§ Direction: Pull out each line below that contains the string "brim", copying it in full. Case counts.

§ Source data:
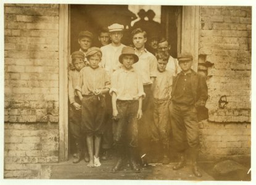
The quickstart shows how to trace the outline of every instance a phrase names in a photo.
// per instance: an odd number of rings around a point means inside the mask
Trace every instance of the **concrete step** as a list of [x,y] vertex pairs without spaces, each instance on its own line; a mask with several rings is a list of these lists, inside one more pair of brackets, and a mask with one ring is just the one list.
[[115,160],[101,161],[101,166],[89,168],[87,163],[81,161],[73,164],[72,160],[57,164],[43,165],[41,168],[42,179],[155,179],[155,180],[187,180],[213,181],[214,179],[201,169],[202,177],[196,177],[188,165],[179,170],[173,170],[174,165],[163,165],[160,163],[150,164],[142,168],[140,173],[135,173],[128,166],[115,174],[110,172]]

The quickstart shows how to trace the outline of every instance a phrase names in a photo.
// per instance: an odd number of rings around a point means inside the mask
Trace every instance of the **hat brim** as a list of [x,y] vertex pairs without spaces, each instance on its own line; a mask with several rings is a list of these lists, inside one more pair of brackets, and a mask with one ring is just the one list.
[[191,59],[191,58],[184,57],[184,58],[182,58],[182,59],[180,59],[178,60],[179,61],[179,62],[184,62],[184,61],[192,60],[192,59]]
[[90,52],[88,52],[88,53],[86,54],[86,58],[88,57],[89,57],[89,56],[91,56],[94,55],[94,54],[96,54],[96,53],[97,53],[98,52],[99,52],[101,53],[101,56],[102,56],[102,52],[101,51],[99,51],[99,50],[94,50],[94,51],[92,51]]
[[135,64],[136,62],[138,62],[138,61],[139,61],[139,57],[138,57],[137,55],[134,54],[122,54],[119,56],[119,62],[123,64],[123,57],[124,56],[130,56],[131,55],[134,57],[134,62],[133,64]]
[[123,30],[121,29],[121,28],[117,28],[117,29],[113,29],[113,30],[110,30],[109,31],[109,32],[113,32],[113,31],[123,31]]
[[79,39],[81,39],[81,38],[84,38],[84,37],[87,37],[87,38],[90,38],[91,39],[93,39],[93,38],[91,36],[89,36],[89,35],[80,35],[79,36],[78,36],[78,38]]

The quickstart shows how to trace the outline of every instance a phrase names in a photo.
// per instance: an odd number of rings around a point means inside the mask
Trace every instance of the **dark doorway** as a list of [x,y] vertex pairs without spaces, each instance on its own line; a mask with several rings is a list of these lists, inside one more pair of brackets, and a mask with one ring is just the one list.
[[[94,35],[93,46],[99,46],[97,39],[98,31],[102,27],[118,23],[125,26],[122,43],[125,45],[132,44],[130,33],[133,28],[131,27],[131,22],[137,18],[137,15],[128,10],[128,5],[87,5],[72,4],[70,8],[70,52],[79,50],[78,35],[83,30],[88,30]],[[166,38],[171,46],[170,54],[176,58],[179,48],[181,35],[181,6],[161,6],[161,35],[159,37]],[[149,120],[149,121],[152,121]],[[147,128],[150,130],[150,128]],[[148,133],[148,138],[150,138]],[[72,153],[74,146],[73,139],[69,136],[69,151]],[[145,145],[152,149],[149,142]]]

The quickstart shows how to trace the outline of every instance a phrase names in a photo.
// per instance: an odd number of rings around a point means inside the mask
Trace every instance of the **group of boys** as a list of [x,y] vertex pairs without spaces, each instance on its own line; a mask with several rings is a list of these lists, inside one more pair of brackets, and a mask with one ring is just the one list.
[[[147,33],[139,28],[131,33],[134,47],[126,46],[121,43],[123,29],[114,23],[108,32],[102,31],[101,48],[91,47],[93,35],[89,31],[79,34],[80,49],[72,54],[68,73],[69,125],[77,149],[73,162],[79,162],[83,153],[88,166],[101,166],[102,141],[102,159],[109,156],[113,142],[117,149],[118,160],[111,172],[120,170],[128,159],[133,171],[139,173],[137,149],[145,141],[138,144],[138,133],[150,128],[150,139],[162,146],[162,163],[168,164],[171,127],[180,160],[173,169],[186,165],[189,149],[192,171],[202,176],[196,163],[197,110],[206,109],[208,94],[204,78],[191,69],[192,56],[179,54],[177,61],[168,54],[170,46],[163,39],[155,56],[145,48]],[[146,119],[151,106],[152,124]],[[85,136],[87,147],[83,144]]]

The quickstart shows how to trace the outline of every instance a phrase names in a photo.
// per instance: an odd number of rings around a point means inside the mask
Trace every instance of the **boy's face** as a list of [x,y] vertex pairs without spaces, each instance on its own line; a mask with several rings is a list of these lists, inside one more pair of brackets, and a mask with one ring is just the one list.
[[73,60],[76,70],[80,72],[85,67],[85,60],[81,58],[74,58]]
[[153,39],[150,42],[150,46],[154,49],[157,49],[158,41],[156,39]]
[[92,68],[96,68],[99,67],[99,63],[101,62],[101,57],[96,54],[91,56],[88,59],[89,65]]
[[134,63],[134,58],[133,55],[125,55],[122,60],[123,65],[126,70],[131,69],[133,63]]
[[86,51],[91,46],[91,39],[89,37],[85,36],[78,39],[78,43],[80,45],[80,48]]
[[143,33],[138,33],[133,36],[133,41],[135,47],[139,49],[144,47],[147,38],[144,37]]
[[167,52],[167,51],[168,51],[170,49],[170,46],[168,46],[167,41],[164,41],[163,43],[160,43],[158,44],[157,49],[159,51]]
[[111,40],[115,44],[119,44],[121,43],[121,39],[123,37],[123,33],[122,31],[112,31],[110,32],[109,36]]
[[183,72],[187,72],[191,68],[192,63],[192,60],[181,61],[179,62],[179,65]]
[[157,60],[157,69],[160,72],[163,72],[165,70],[168,60],[163,60],[159,59]]
[[109,37],[109,33],[108,32],[101,32],[99,36],[99,41],[102,46],[109,44],[110,39],[110,38]]

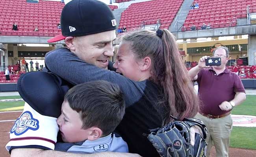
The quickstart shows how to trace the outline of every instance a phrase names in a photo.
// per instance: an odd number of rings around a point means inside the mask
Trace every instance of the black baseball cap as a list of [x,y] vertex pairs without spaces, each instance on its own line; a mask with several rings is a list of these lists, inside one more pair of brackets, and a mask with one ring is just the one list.
[[63,8],[61,34],[48,40],[54,42],[67,37],[78,37],[115,30],[117,23],[110,8],[97,0],[72,0]]

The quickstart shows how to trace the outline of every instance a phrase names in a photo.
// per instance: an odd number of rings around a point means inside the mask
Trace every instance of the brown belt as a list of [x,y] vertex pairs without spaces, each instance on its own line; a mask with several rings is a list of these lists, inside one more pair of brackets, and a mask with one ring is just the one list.
[[200,113],[202,115],[203,115],[204,116],[206,117],[208,117],[209,118],[211,118],[213,119],[215,119],[216,118],[222,118],[224,117],[225,116],[226,116],[228,115],[229,115],[231,113],[230,111],[226,113],[225,113],[221,115],[206,115],[206,114],[204,114],[203,113]]

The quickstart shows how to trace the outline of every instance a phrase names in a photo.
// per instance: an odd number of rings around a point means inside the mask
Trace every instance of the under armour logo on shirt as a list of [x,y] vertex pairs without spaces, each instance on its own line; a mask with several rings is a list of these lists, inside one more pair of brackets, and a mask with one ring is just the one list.
[[112,22],[112,26],[117,26],[117,22],[115,21],[115,19],[113,19],[111,20],[111,22]]
[[73,31],[75,31],[76,30],[76,28],[74,27],[69,26],[69,31],[70,31],[70,32],[72,32]]

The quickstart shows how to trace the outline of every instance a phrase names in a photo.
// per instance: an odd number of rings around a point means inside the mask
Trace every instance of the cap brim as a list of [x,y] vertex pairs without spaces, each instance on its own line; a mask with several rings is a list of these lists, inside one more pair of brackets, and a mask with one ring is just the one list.
[[58,41],[64,40],[66,37],[67,37],[63,36],[63,35],[62,35],[62,34],[60,34],[59,35],[57,35],[57,36],[56,36],[55,37],[54,37],[52,38],[51,38],[50,39],[49,39],[48,40],[47,40],[47,42],[58,42]]

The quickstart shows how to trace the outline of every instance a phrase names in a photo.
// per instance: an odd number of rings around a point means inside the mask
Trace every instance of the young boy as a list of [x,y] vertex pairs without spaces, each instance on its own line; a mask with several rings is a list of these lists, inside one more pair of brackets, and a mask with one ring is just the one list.
[[127,144],[111,133],[124,114],[118,86],[104,81],[78,84],[69,90],[57,120],[64,142],[55,150],[77,153],[128,152]]

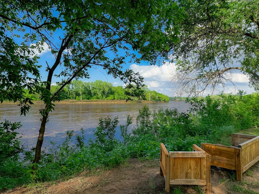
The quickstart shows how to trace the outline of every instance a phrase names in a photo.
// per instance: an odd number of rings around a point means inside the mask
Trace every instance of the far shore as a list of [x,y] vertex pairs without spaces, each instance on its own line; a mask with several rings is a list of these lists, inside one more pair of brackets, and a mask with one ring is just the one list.
[[[39,103],[42,103],[43,101],[41,100],[32,100],[32,102],[34,104]],[[93,104],[102,104],[107,103],[112,103],[113,104],[120,104],[125,103],[167,103],[168,102],[159,101],[156,102],[154,101],[148,101],[148,100],[128,100],[126,101],[125,100],[61,100],[59,101],[56,101],[55,102],[55,104],[66,104],[71,103],[90,103]],[[13,103],[12,102],[8,101],[4,101],[2,104],[11,104]],[[14,103],[16,103],[15,102]]]

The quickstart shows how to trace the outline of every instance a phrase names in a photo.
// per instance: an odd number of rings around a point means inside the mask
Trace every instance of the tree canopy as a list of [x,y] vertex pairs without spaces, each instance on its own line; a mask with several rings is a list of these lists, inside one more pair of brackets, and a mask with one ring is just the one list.
[[171,47],[177,62],[172,78],[177,91],[191,95],[221,91],[237,71],[259,89],[259,1],[178,2],[186,15],[181,42]]
[[[50,91],[51,93],[56,92],[60,86],[52,85]],[[145,94],[143,96],[131,97],[134,100],[147,100],[156,102],[168,102],[169,98],[167,95],[151,91],[146,85],[142,87]],[[40,99],[39,94],[29,94],[29,91],[25,89],[25,96],[34,100]],[[123,100],[128,99],[129,96],[125,94],[126,90],[121,86],[113,86],[111,83],[101,80],[91,82],[83,82],[81,80],[73,80],[67,84],[57,96],[59,100],[73,99],[82,100]]]
[[[4,79],[10,85],[18,86],[13,89],[1,84],[1,92],[9,97],[1,95],[0,100],[22,102],[25,96],[18,89],[27,87],[30,93],[40,94],[45,105],[40,110],[42,117],[33,162],[39,159],[48,113],[67,84],[73,79],[89,78],[89,69],[98,66],[124,82],[128,95],[143,94],[138,89],[143,78],[124,69],[122,65],[142,61],[158,64],[167,58],[170,46],[179,41],[183,15],[183,9],[176,2],[168,0],[1,1],[0,44],[7,46],[1,48],[0,55],[5,57],[9,48],[14,48],[12,55],[1,62],[5,67],[0,72],[0,83]],[[52,64],[46,63],[46,80],[40,80],[35,51],[40,52],[45,44],[55,60]],[[18,57],[26,54],[28,56]],[[14,59],[17,61],[16,66],[8,66]],[[13,71],[23,79],[12,78]],[[53,77],[60,79],[60,87],[52,93]],[[19,98],[10,94],[14,91]],[[22,109],[21,113],[27,110]]]

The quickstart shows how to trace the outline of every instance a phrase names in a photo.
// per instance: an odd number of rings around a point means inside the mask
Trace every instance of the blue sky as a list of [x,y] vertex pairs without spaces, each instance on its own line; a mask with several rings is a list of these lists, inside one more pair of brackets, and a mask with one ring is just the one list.
[[[51,65],[54,63],[55,57],[50,52],[47,44],[44,45],[44,49],[41,53],[36,52],[36,54],[40,57],[38,60],[39,64],[42,66],[40,70],[42,80],[46,80],[47,75],[47,72],[45,71],[46,66],[46,61],[49,65]],[[175,71],[174,64],[167,62],[159,67],[157,66],[149,65],[147,62],[142,62],[140,64],[138,64],[128,63],[125,64],[123,67],[124,69],[128,68],[132,69],[134,72],[139,72],[144,77],[144,83],[150,89],[169,96],[174,95],[172,89],[174,86],[174,83],[170,82],[170,75]],[[57,71],[60,71],[60,68],[59,66],[57,68]],[[91,78],[89,79],[82,79],[82,81],[92,81],[100,80],[110,82],[114,86],[124,85],[119,79],[114,79],[112,76],[107,75],[106,71],[99,67],[89,69],[89,73]],[[227,83],[227,87],[225,88],[225,92],[235,93],[237,92],[238,89],[243,90],[248,94],[254,91],[253,88],[248,86],[248,78],[240,71],[237,70],[233,74],[232,76],[232,81],[236,87],[235,88],[230,83]],[[54,85],[56,82],[60,81],[60,79],[53,77],[52,84]],[[205,94],[207,94],[205,93]]]

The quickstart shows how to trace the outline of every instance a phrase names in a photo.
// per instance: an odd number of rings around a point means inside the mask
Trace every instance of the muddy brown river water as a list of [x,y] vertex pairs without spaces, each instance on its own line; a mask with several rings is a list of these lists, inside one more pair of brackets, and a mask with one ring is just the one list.
[[[168,102],[92,103],[89,102],[57,103],[55,110],[49,114],[49,121],[46,124],[44,146],[50,145],[51,140],[60,144],[64,140],[68,130],[73,129],[78,133],[84,129],[86,142],[93,136],[93,131],[97,126],[99,119],[109,116],[111,118],[117,116],[119,125],[125,123],[129,114],[133,118],[133,123],[130,126],[132,129],[135,123],[139,110],[145,105],[150,110],[161,108],[175,108],[179,111],[186,112],[189,105],[183,101],[170,101]],[[19,107],[16,104],[0,105],[0,122],[6,119],[12,121],[20,121],[23,126],[18,131],[22,134],[22,140],[28,148],[35,146],[40,125],[39,110],[43,107],[40,102],[33,105],[26,117],[20,116]],[[119,138],[120,132],[117,128],[116,137]]]

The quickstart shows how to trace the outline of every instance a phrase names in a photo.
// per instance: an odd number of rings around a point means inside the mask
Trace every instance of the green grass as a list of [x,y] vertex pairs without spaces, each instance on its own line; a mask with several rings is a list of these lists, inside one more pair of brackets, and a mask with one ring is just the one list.
[[259,193],[254,191],[247,189],[236,184],[234,184],[232,187],[232,190],[238,193],[242,194],[258,194]]

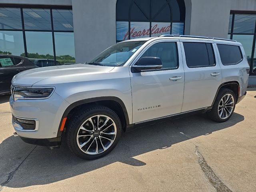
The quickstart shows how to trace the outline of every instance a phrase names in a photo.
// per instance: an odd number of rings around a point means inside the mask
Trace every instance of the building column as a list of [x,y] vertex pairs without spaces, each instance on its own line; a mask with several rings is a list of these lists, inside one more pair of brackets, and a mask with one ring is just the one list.
[[76,62],[89,61],[116,43],[116,0],[72,0]]

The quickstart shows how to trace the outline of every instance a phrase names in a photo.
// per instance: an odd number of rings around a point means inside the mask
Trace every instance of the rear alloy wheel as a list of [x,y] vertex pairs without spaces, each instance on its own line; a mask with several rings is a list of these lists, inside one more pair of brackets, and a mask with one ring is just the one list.
[[96,106],[80,111],[70,118],[66,135],[69,149],[87,160],[102,157],[115,147],[121,136],[119,118],[110,109]]
[[224,122],[229,119],[235,110],[236,100],[232,90],[223,88],[220,91],[212,106],[208,113],[208,116],[217,122]]
[[219,103],[219,116],[222,119],[228,118],[233,112],[235,104],[234,97],[229,93],[224,95]]

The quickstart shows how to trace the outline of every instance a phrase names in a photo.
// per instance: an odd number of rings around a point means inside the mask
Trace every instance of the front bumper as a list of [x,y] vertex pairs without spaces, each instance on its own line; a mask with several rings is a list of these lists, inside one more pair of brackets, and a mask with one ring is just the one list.
[[22,137],[20,137],[24,142],[33,145],[46,147],[54,147],[59,146],[61,144],[61,137],[49,139],[32,139]]
[[239,102],[242,101],[243,99],[244,99],[244,97],[245,97],[245,96],[246,95],[247,93],[247,92],[246,91],[244,93],[244,94],[242,96],[240,97],[238,97],[238,99],[237,99],[237,102],[236,102],[236,104],[238,103]]
[[[14,101],[11,96],[10,104],[11,112],[14,117],[35,121],[35,128],[28,130],[24,124],[13,119],[15,131],[21,138],[25,138],[22,139],[26,140],[28,140],[27,139],[48,140],[57,138],[62,116],[69,105],[68,102],[54,92],[49,98],[45,99],[18,99]],[[56,141],[53,140],[53,142],[48,141],[42,143],[55,144]],[[30,142],[29,143],[31,144],[42,143],[42,141]]]

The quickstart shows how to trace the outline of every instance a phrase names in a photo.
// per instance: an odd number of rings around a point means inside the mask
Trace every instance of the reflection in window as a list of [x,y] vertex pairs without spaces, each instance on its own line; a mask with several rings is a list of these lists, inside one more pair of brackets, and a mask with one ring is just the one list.
[[22,31],[0,31],[0,54],[19,56],[23,52]]
[[172,34],[183,35],[184,34],[184,23],[172,23]]
[[54,32],[56,60],[61,64],[75,63],[73,32]]
[[73,30],[72,10],[53,9],[52,18],[54,30]]
[[116,9],[117,41],[173,33],[184,34],[184,1],[118,0]]
[[131,22],[130,39],[149,37],[149,22]]
[[20,9],[0,8],[0,29],[22,29]]
[[151,23],[151,36],[158,37],[161,35],[170,35],[171,23],[166,22]]
[[250,75],[256,75],[254,59],[256,55],[252,51],[253,40],[256,38],[256,14],[240,14],[234,12],[230,15],[228,37],[240,42],[243,45],[250,66]]
[[51,30],[50,9],[23,9],[25,29]]
[[252,59],[252,49],[253,42],[253,35],[233,35],[233,39],[243,45],[248,62],[250,63]]
[[254,54],[252,60],[252,73],[253,75],[256,75],[256,44],[254,49]]
[[26,31],[25,34],[28,57],[32,61],[54,60],[52,32]]
[[256,15],[236,14],[233,33],[254,33]]
[[124,41],[129,39],[129,22],[116,22],[116,40]]

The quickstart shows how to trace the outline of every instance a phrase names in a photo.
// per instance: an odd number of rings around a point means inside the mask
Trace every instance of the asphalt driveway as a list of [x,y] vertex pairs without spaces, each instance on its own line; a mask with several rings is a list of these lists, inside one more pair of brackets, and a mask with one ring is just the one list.
[[255,191],[256,91],[227,122],[199,114],[125,133],[109,155],[81,160],[14,137],[0,97],[0,192]]

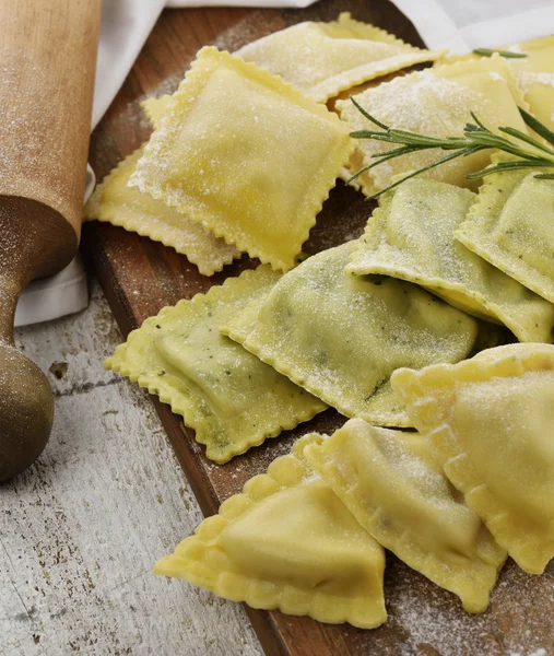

§ Written reply:
Trace every instance of the **hat brim** as a list of [x,y] vertex pairs without spaces, each instance on its own line; a mask with several rings is a list of these lists, inside one more pair of brackets, and a mask with one ring is just the one list.
Trace every instance of the cap brim as a list of [x,y] vertex pairs without spaces, each instance on its own line; a mask with several rings is a list of these lists, inside one more pair of brackets, and a mask with one ring is just the one list.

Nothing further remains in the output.